*PROVIDED PASSAGE*
--- START ---

WASHINGTON
(Reuters) - U.S. Senate Republicans narrowly agreed on Tuesday to open debate
on a bill to end Obamacare, but the party's seven-year effort to roll back
Democratic President Barack Obama's signature healthcare law still faces
significant hurdles.
The Senate
deadlocked 50-50 on moving forward with the healthcare debate, forcing Vice
President Mike Pence to cast the tie-breaking vote.
Senator John
McCain, who was diagnosed this month with brain cancer and has been recovering
from surgery at home in Arizona, made a dramatic return to the U.S. Capitol to
cast a crucial vote in favor of proceeding.
The outcome
was a huge relief for President Donald Trump, who had pushed his fellow
Republicans hard in recent days to live up to the party's campaign promises to
repeal the 2010 Affordable Care Act, commonly known as Obamacare. Minutes after
the vote, Trump called it "a big step."
But the
narrow victory on a simple procedural matter raised questions about whether
Republicans can muster the votes necessary to pass any of the various
approaches to repeal.
Moderates
are worried repeal will cost millions of low-income Americans their insurance
and conservatives are angry the proposed bills do not go far enough to gut
Obamacare, which they consider government overreach.
In a first
vote of the many likely to come this week, the plan to repeal and replace
Obamacare that Senate Republicans have been working on for months failed to get
the 60 votes needed for approval on Tuesday night. The vote was 43 in favor and
57 against.
Nine
Republicans, ranging from moderates such as Susan Collins of Maine to
conservatives such as Rand Paul of Kentucky, voted against the bill, which
would have made deep cuts to Medicaid, the health insurance program for the
poor, and reduced Obamacare subsidies to lower-income people to help them
defray the cost of health insurance.

--- END ---

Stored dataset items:
--- START ---

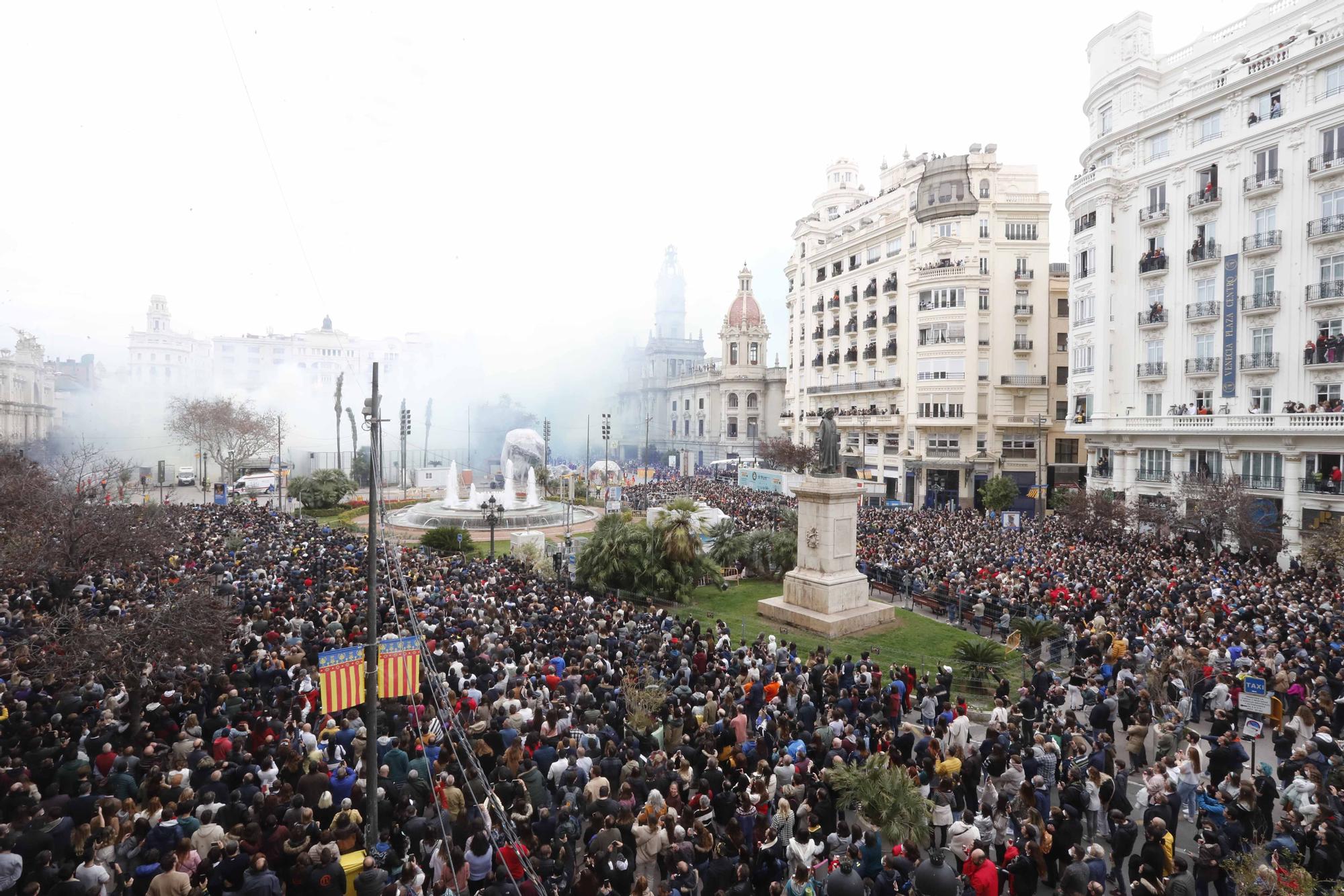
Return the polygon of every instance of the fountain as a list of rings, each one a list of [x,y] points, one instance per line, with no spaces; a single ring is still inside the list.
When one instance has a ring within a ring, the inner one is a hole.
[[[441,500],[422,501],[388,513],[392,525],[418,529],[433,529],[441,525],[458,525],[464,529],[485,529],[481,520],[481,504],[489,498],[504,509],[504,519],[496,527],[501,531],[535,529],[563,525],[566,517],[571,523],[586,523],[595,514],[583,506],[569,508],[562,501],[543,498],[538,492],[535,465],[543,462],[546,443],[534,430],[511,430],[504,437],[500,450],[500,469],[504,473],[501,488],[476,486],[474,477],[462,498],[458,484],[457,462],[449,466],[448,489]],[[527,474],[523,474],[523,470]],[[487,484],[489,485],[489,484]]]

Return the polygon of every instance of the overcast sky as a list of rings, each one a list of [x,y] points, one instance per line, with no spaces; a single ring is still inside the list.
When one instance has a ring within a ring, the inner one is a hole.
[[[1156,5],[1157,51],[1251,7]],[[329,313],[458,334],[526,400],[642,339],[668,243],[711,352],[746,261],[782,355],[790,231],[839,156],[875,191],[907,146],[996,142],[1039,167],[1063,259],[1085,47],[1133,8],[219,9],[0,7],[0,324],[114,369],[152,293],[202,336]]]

--- END ---
--- START ---

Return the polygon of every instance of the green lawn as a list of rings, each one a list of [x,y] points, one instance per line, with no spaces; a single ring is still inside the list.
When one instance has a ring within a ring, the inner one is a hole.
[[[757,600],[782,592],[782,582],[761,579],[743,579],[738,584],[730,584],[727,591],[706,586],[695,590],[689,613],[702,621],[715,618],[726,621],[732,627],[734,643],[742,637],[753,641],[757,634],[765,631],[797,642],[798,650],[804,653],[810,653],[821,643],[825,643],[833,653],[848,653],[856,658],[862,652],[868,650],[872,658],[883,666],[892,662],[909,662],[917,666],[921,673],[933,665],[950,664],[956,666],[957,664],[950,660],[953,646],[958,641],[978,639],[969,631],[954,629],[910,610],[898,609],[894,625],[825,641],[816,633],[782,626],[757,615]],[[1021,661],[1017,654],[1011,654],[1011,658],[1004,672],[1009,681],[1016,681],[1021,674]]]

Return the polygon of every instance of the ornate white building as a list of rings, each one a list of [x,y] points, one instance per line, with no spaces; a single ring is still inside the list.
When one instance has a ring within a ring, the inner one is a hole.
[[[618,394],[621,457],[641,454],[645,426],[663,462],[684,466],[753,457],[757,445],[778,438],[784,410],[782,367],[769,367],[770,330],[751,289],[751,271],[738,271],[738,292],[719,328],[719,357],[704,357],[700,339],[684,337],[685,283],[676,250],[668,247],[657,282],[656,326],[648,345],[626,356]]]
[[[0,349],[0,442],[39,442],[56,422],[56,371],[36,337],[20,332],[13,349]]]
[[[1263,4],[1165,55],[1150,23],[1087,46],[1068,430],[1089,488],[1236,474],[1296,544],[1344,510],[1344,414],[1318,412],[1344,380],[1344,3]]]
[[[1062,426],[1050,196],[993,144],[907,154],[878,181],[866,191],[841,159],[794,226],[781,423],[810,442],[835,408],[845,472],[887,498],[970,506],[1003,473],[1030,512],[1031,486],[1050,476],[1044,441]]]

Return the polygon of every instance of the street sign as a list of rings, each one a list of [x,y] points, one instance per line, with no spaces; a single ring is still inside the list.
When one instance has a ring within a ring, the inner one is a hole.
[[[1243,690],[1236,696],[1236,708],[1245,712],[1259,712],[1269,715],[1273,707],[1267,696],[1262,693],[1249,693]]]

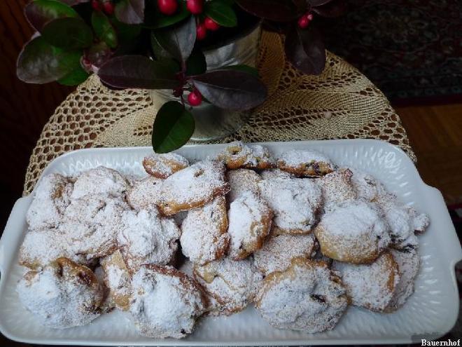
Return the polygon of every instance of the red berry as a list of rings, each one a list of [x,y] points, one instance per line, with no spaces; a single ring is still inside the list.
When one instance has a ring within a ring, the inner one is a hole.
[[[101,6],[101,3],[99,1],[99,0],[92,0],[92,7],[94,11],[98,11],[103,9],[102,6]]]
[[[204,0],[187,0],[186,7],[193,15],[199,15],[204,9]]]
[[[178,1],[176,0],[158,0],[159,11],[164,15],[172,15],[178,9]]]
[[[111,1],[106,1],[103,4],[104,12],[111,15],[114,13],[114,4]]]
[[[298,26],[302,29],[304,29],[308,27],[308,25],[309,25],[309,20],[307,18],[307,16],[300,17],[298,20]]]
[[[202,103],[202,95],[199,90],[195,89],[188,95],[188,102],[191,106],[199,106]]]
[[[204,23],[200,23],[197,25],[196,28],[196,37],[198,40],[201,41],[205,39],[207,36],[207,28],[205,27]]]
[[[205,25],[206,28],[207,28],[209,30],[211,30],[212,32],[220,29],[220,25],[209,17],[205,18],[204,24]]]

--- END ---
--- START ---

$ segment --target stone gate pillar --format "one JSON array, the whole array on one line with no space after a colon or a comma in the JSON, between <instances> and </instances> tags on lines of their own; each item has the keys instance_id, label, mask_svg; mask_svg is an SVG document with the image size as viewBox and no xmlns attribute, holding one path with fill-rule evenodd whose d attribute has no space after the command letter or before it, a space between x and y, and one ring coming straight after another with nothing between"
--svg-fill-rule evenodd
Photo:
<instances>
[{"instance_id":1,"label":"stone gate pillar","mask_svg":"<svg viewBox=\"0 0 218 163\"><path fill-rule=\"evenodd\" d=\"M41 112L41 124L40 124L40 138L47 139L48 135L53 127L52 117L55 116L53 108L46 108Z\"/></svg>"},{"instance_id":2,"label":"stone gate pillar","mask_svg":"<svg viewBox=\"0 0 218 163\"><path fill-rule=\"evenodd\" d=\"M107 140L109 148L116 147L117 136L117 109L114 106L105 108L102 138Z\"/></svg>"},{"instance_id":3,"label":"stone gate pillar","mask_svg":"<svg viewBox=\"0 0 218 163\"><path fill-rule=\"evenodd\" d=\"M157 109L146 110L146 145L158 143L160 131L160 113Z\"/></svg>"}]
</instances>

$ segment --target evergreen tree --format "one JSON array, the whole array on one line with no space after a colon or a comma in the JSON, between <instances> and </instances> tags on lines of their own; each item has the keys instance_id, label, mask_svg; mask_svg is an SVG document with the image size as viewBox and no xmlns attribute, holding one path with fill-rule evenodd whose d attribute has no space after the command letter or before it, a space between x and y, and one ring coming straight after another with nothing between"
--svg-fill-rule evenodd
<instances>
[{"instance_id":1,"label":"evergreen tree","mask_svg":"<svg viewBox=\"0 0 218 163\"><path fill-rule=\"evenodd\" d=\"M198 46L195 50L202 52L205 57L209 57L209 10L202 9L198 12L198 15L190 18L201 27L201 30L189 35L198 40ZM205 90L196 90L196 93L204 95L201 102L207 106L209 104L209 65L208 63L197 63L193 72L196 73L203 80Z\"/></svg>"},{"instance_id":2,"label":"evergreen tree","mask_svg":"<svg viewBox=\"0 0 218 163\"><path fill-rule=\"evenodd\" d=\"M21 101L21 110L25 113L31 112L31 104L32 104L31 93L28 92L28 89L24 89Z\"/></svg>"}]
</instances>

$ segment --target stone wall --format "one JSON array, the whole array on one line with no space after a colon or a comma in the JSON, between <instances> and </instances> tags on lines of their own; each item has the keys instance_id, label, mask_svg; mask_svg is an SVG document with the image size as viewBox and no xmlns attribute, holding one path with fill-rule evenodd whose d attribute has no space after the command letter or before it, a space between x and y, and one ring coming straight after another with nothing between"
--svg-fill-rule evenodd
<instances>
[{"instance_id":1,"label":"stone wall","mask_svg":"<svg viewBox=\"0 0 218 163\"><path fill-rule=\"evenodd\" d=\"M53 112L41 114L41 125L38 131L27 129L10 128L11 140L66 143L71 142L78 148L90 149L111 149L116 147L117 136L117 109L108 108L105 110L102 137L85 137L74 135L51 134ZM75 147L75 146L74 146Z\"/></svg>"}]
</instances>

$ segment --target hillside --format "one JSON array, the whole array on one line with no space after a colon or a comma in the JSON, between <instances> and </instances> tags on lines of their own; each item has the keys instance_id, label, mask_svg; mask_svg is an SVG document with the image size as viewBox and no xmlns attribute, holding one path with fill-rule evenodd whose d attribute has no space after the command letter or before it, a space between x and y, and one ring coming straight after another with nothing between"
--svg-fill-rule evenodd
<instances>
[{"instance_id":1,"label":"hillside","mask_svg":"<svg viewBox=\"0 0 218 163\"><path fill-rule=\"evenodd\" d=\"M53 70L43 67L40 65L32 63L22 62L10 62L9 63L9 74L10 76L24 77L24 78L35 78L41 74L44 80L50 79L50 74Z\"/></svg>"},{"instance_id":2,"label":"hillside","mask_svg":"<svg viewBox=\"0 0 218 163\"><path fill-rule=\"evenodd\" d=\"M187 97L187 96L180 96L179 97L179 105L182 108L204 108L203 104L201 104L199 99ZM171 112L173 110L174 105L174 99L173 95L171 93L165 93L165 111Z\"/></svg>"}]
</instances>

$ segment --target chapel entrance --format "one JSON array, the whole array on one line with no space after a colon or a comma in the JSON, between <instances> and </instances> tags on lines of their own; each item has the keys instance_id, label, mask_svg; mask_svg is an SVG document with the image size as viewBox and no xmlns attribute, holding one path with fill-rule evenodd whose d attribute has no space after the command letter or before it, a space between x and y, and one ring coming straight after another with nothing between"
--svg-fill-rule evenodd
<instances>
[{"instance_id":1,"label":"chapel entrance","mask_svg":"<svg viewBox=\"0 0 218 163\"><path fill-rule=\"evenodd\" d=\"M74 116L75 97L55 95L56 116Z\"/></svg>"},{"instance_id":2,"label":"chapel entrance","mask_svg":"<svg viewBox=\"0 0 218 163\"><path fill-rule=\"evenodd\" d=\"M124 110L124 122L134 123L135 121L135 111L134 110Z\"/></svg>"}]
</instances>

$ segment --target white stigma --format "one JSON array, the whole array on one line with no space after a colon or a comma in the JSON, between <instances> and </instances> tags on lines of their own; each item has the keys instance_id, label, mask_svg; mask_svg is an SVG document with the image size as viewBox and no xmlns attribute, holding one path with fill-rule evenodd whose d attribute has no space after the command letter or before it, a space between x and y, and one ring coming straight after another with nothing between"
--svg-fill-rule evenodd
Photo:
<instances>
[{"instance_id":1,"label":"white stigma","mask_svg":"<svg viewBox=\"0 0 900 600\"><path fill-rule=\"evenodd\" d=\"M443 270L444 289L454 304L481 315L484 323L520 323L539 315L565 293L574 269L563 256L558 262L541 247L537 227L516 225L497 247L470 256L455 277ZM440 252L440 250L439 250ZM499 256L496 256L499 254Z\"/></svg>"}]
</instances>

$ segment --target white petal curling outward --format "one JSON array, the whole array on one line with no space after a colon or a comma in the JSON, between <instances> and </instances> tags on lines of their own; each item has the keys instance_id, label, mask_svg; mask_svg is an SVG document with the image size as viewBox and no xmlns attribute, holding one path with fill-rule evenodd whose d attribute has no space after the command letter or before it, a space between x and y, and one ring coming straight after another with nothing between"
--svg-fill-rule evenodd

--- END ---

*WHAT YOU NEED TO DO*
1. Please list every person named in the Senate healthcare article.
2. Retype the part of the Senate healthcare article starting with "Senator John" and going on through "favor of proceeding.".

*RESULTS FOR EACH TASK*
1. Barack Obama, Mike Pence, John McCain, Donald Trump, Susan Collins, Rand Paul

2.
Senator John
McCain, who was diagnosed this month with brain cancer and has been recovering
from surgery at home in Arizona, made a dramatic return to the U.S. Capitol to
cast a crucial vote in favor of proceeding.